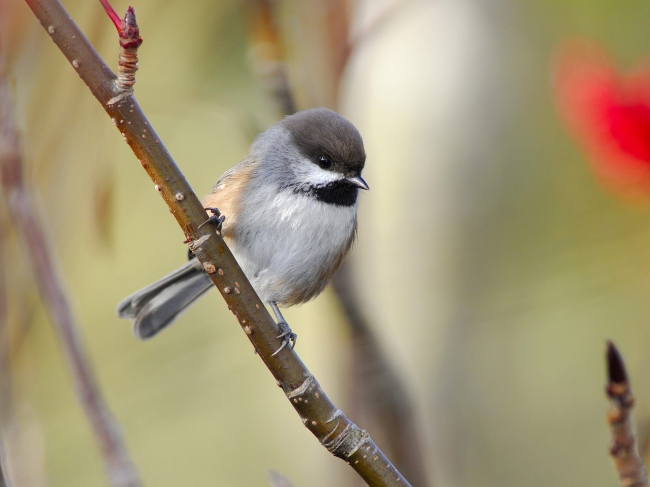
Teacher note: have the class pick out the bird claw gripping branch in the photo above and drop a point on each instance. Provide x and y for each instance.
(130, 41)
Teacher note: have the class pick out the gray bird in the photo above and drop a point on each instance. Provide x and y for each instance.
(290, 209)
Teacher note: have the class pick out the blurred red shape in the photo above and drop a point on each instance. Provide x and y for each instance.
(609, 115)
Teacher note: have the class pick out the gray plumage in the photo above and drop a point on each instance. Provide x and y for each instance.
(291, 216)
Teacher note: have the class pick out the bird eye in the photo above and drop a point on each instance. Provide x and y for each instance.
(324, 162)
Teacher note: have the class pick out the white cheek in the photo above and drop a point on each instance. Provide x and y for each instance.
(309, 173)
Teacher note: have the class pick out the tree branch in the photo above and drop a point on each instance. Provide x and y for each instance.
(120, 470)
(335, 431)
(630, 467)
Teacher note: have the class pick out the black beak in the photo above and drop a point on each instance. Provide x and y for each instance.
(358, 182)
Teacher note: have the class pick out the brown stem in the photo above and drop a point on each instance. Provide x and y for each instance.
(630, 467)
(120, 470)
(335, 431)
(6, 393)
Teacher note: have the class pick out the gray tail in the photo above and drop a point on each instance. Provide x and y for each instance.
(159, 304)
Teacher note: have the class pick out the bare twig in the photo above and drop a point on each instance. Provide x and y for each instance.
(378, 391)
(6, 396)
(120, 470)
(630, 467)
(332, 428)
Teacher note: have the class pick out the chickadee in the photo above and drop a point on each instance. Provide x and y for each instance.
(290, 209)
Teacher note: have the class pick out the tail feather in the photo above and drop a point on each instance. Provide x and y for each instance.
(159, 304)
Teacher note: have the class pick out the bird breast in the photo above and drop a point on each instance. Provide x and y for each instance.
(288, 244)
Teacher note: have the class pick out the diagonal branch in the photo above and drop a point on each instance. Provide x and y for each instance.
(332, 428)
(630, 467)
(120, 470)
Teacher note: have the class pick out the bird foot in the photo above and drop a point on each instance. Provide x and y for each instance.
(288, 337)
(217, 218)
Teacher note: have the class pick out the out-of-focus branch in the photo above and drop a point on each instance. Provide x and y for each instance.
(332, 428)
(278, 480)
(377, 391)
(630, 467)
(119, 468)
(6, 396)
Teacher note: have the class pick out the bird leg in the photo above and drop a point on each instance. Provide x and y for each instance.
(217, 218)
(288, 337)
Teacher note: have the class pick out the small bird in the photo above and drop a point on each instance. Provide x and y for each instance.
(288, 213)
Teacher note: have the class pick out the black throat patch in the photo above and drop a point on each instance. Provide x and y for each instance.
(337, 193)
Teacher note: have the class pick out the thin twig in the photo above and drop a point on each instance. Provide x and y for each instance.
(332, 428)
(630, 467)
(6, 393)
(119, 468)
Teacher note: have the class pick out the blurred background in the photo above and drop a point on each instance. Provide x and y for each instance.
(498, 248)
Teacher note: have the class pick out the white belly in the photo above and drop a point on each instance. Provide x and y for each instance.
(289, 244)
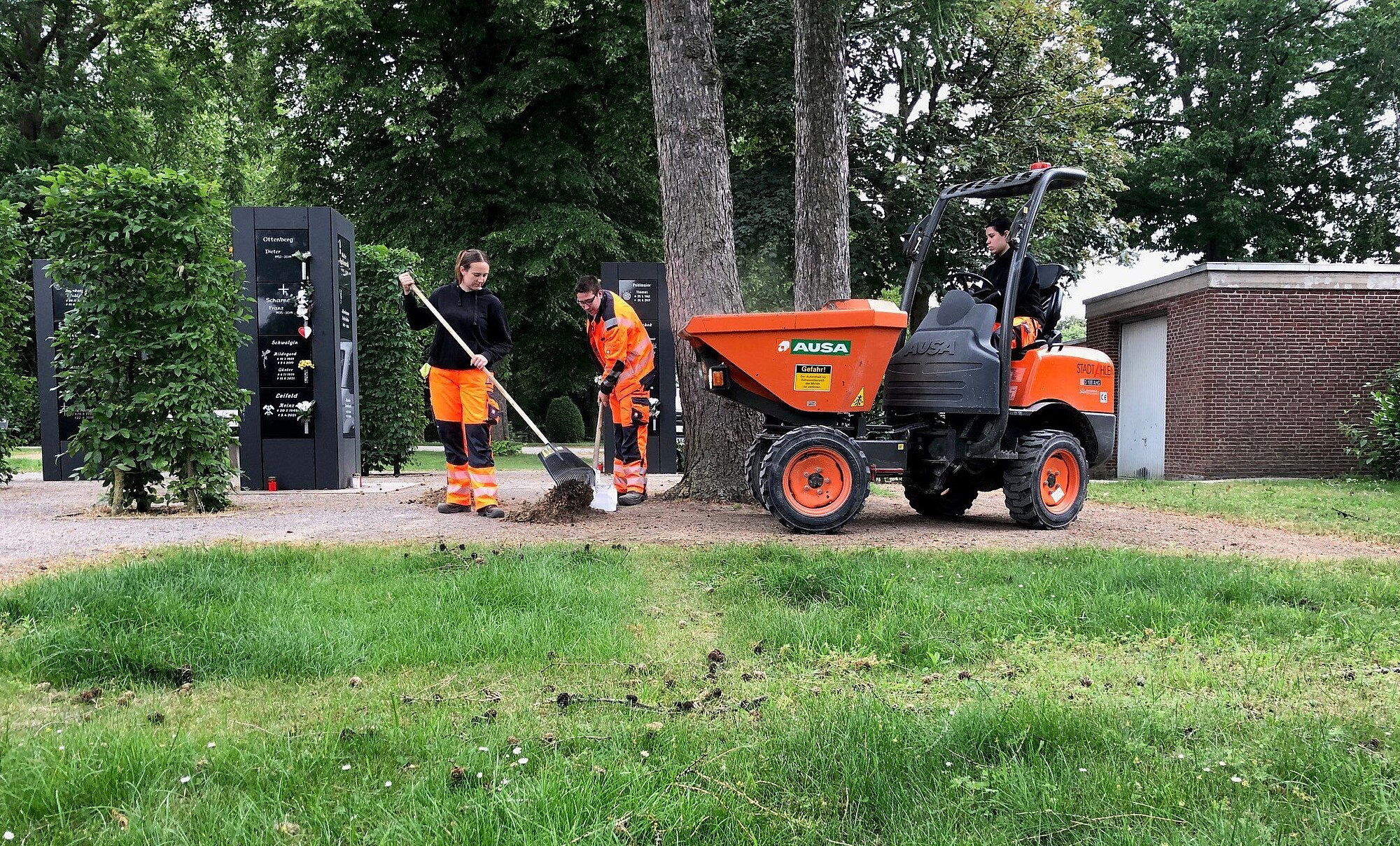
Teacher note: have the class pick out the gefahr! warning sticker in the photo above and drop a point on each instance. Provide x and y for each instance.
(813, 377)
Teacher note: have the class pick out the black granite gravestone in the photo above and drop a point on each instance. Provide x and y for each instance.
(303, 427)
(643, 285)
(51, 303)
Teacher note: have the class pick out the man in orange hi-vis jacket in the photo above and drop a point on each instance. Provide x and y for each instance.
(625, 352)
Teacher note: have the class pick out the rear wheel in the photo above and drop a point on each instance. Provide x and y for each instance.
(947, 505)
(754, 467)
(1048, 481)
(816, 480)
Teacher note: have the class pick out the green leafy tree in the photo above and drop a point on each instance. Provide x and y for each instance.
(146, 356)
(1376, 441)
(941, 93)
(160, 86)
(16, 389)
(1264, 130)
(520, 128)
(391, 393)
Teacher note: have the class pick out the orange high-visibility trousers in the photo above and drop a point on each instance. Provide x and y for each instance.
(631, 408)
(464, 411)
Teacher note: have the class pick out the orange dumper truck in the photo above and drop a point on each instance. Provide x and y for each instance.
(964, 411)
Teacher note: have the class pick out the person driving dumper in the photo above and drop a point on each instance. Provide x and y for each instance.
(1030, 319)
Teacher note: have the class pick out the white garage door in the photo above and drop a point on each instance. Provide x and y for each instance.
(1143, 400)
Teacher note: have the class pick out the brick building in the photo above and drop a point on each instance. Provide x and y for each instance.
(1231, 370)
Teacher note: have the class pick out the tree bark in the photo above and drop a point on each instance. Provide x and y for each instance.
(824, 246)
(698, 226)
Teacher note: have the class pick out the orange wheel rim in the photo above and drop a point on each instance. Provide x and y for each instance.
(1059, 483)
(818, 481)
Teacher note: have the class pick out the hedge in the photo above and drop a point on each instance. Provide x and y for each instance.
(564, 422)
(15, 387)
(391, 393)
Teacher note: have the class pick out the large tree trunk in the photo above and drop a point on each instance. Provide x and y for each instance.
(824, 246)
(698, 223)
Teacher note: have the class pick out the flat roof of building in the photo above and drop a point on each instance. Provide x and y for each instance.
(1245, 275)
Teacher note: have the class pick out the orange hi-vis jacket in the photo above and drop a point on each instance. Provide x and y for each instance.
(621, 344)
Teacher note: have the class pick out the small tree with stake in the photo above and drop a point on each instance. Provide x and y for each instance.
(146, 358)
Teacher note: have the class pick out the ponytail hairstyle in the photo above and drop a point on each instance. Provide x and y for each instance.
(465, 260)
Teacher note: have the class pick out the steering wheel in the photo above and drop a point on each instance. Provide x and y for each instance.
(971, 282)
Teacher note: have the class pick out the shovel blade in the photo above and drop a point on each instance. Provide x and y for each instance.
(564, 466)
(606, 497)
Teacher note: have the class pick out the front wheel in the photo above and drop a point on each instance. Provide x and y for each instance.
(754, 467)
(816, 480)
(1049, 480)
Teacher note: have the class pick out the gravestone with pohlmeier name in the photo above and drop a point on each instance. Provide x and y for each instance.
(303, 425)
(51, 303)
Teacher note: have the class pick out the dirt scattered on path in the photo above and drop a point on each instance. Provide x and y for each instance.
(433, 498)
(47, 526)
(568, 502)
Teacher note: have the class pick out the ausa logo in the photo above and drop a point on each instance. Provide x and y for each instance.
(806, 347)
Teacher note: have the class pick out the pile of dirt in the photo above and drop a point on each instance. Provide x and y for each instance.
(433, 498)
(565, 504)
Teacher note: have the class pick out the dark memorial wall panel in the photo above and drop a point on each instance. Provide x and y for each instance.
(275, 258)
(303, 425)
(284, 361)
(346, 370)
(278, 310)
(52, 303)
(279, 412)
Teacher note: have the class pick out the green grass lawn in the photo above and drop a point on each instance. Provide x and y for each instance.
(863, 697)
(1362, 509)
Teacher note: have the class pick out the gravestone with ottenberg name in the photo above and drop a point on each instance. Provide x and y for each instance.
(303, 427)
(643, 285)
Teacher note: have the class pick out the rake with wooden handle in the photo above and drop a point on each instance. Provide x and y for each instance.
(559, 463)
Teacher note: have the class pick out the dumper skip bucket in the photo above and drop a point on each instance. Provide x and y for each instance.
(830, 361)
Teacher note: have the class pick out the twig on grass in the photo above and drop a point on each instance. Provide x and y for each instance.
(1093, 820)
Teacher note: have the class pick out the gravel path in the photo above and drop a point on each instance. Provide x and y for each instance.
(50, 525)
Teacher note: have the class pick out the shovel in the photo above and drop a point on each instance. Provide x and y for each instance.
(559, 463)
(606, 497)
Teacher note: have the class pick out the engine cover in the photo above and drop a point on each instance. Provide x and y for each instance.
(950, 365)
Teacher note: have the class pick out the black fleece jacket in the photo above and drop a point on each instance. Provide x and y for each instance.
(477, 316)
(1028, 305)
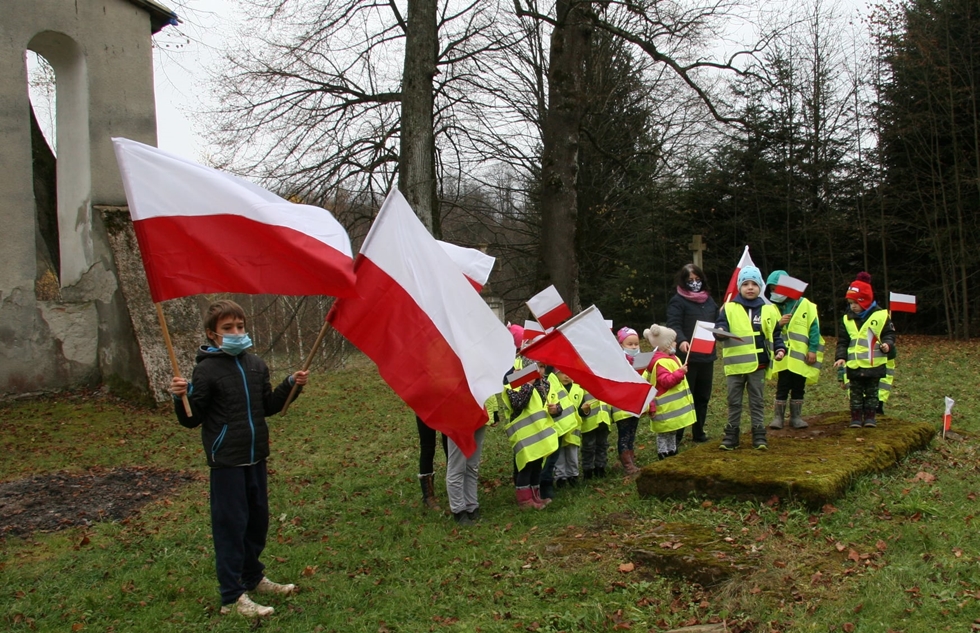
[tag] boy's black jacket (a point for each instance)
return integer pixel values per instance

EXERCISE
Write out the lines again word for word, starting at the line with "Teacher note: have the class pick out the white garage" and ending with the line with "(1143, 400)", including both.

CORRECT ANSWER
Teacher note: have the class pick out the white garage door in the photo above and drop a point on each instance. Provide x and y for each instance.
(1143, 400)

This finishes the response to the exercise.